» **Tekst**:
╭──
"Gazeta Polska" informuje, że w pierwszych dniach po katastrofie smoleńskiej funkcjonariusze Służby Wywiadu Wojskowego pracowali bez większych zastrzeżeń, a do Warszawy spływały informacje mogące przyczynić się do wyjaśnienia tragedii – w tym także te obciążające Rosjan. Wszystko miało się zmienić 16 kwietnia 2010 roku, a więc zaledwie kilka dni po katastrofie. Wówczas Komitet Śledczy przy Prokuraturze Generalnej Rosji ogłosił, iż zakończono czynności procesowe na miejscu katastrofy.
╰──
» **Zadanie A**:
Czy te zdania zgadzają się z tekstem o katastrofie smoleńskiej? Przy każdym napisz „tak” albo „nie” i przytocz słowa z tekstu, które o tym decydują.
(i) W pierwszych dniach po katastrofie funkcjonariusze Służby Wywiadu Wojskowego pracowali bez większych zastrzeżeń.
(ii) Komitet Śledczy ogłosił zakończenie czynności procesowych 16 maja 2010 roku.
(iii) Do Warszawy nie docierały żadne informacje obciążające Rosjan.
» **Zadanie B**:
Odpowiedz krótko na pytania do tekstu o katastrofie smoleńskiej:
(i) Która gazeta podaje te informacje?
(ii) Przy jakiej instytucji działa Komitet Śledczy?
(iii) Dokąd spływały informacje w pierwszych dniach po katastrofie?

» **Fragmenty danych**:
╭──
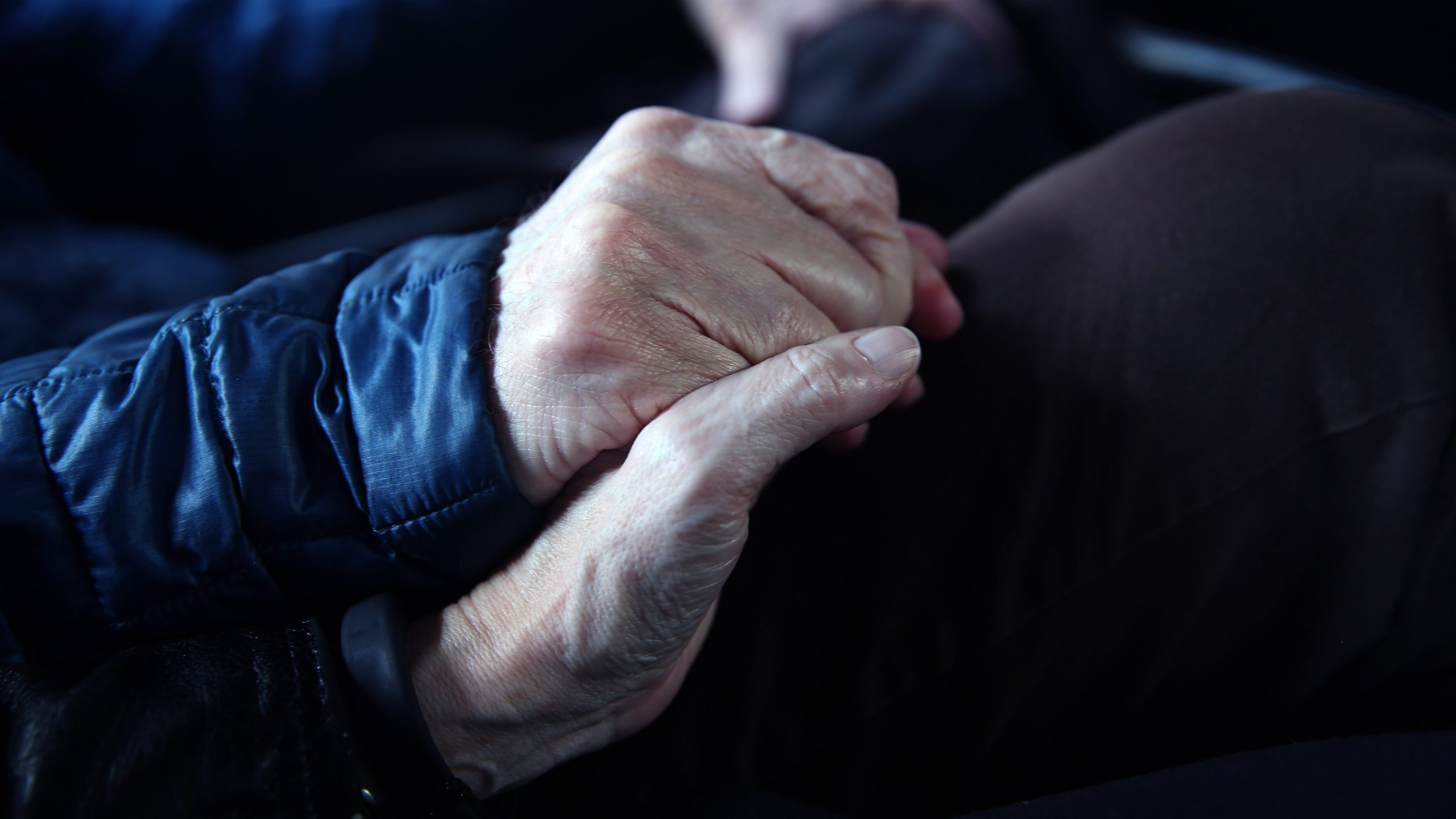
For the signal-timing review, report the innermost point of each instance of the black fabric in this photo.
(1184, 486)
(235, 723)
(1394, 777)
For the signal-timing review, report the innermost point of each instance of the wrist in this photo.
(493, 714)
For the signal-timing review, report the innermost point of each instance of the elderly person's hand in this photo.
(682, 258)
(753, 42)
(589, 634)
(680, 251)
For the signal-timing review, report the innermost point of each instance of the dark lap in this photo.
(1186, 484)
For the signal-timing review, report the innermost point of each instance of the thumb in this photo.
(714, 451)
(753, 66)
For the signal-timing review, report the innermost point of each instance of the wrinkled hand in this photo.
(753, 42)
(589, 634)
(677, 253)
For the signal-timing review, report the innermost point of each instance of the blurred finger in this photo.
(753, 66)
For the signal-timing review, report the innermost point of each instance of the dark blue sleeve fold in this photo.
(315, 437)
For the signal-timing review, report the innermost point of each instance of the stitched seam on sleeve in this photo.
(31, 388)
(263, 309)
(277, 547)
(435, 279)
(220, 431)
(131, 366)
(72, 530)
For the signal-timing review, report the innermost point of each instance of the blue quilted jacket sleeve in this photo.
(318, 436)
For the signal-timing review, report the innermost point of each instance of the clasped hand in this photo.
(692, 308)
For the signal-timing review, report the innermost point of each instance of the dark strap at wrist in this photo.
(392, 735)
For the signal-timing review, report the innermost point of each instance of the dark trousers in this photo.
(1184, 486)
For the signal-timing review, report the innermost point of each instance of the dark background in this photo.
(1403, 46)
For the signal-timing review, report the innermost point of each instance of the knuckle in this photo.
(638, 168)
(817, 379)
(878, 181)
(653, 123)
(606, 232)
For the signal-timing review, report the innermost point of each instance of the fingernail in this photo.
(893, 350)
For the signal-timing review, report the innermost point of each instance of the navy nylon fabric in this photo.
(315, 437)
╰──
» **Rozwiązanie A**:
(i) Tak: „funkcjonariusze Służby Wywiadu Wojskowego pracowali bez większych zastrzeżeń”.
(ii) Nie: „Wszystko miało się zmienić 16 kwietnia 2010 roku”.
(iii) Nie: „do Warszawy spływały informacje mogące przyczynić się do wyjaśnienia tragedii – w tym także te obciążające Rosjan”.

» **Rozwiązanie B**:
(i) „Gazeta Polska”.
(ii) Przy Prokuraturze Generalnej Rosji.
(iii) Do Warszawy.